### Material for this task ###

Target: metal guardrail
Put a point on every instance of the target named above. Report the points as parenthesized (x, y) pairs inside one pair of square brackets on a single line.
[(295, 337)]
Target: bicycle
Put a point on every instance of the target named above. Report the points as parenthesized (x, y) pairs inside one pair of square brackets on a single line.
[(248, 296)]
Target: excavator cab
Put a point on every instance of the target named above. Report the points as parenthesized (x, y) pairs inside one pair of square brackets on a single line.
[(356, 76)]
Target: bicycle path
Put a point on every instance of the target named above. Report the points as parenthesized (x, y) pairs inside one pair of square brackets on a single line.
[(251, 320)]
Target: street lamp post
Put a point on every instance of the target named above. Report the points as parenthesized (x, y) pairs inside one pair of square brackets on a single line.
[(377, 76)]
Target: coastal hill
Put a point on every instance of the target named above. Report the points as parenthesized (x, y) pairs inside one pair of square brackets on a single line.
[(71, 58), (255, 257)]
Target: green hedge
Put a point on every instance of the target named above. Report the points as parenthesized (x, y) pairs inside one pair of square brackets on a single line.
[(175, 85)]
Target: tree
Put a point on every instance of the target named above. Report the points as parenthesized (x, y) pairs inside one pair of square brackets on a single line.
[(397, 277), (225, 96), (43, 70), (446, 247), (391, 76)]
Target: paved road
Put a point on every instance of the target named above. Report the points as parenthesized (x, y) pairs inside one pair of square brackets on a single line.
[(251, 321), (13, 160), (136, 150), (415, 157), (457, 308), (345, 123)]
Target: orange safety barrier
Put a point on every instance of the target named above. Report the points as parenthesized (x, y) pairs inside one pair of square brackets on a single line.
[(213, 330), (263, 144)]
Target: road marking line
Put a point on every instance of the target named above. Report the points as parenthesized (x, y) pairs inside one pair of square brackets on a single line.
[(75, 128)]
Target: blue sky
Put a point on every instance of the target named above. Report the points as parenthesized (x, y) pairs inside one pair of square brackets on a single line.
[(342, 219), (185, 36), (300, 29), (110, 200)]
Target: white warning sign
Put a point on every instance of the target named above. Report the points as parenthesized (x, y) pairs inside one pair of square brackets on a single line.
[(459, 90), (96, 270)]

###

Instructions to follow ▸ Set the data down once more, exactly as it stands.

Answer ▸
Target: metal guardrail
Put a point on every instance of the target named above. Report the points as parenthesized (x, y) pairs inside one pair of square brackets on a single line.
[(295, 337)]
Target: bicycle
Put a point on every instance of the target named above. Report the points as parenthesized (x, y) pairs inside one pair of square brackets on a single line.
[(248, 296)]
Target: excavator cab
Put a point on every instance of the target named above. Report the points as parenthesized (x, y) pairs inside one pair of square brackets on a single line.
[(356, 76)]
Target: bicycle path
Put a point on every instance of the target named above. Report the points as parenthesized (x, y) pairs inside one pair of square brackets on a single line.
[(251, 320)]
Target: street lamp post
Put a point on every instance of the target named above. Report the points as parenthesized (x, y) pairs inside one pair of square brackets on a single line.
[(377, 76)]
Target: coastal hill
Put a point on every instance of the target named above. Report the points as parenthesized (x, y) pairs inside one pair of square brackets on a single line.
[(71, 58), (255, 257)]
Target: green hedge
Put a point on every instance of the target named above. Report the points as parenthesized (x, y) pairs inside one pair of square brackets on a single line.
[(175, 85)]
Target: tree
Put a point on every instance of the target named above. Report the points as parenthesized (x, y) pairs inside one pair of square brackets on a single line.
[(397, 277), (225, 96), (43, 70), (446, 247), (391, 76)]
Target: paved road
Put a point on every instance of the target named above. Report the points as parenthesized (x, y) pairs inside one pair of square brackets on a single line.
[(251, 321), (13, 160), (136, 150), (415, 157), (457, 308), (345, 123)]
Target: orange safety barrier
Put a point on every instance of the target named above. Report the points as parenthesized (x, y) pairs inside one pair of square brackets on a single line.
[(213, 330), (263, 144)]
Target: road marking line
Put a point on every instance of the target named above. Report the points as parenthesized (x, y) pairs inside one pair of square brackets on a single line.
[(75, 128)]
Target: blue sky
Put a point on every instance of the target named above. Report the points as parenthesized (x, y) pairs inside one pair of square brackets on a single line.
[(342, 219), (185, 36), (300, 29), (110, 200)]
Target: white warning sign
Put a point on every instance of the target named above. Report the points as parenthesized (x, y) pairs inside one pair of square brackets on a single line.
[(459, 90), (96, 270)]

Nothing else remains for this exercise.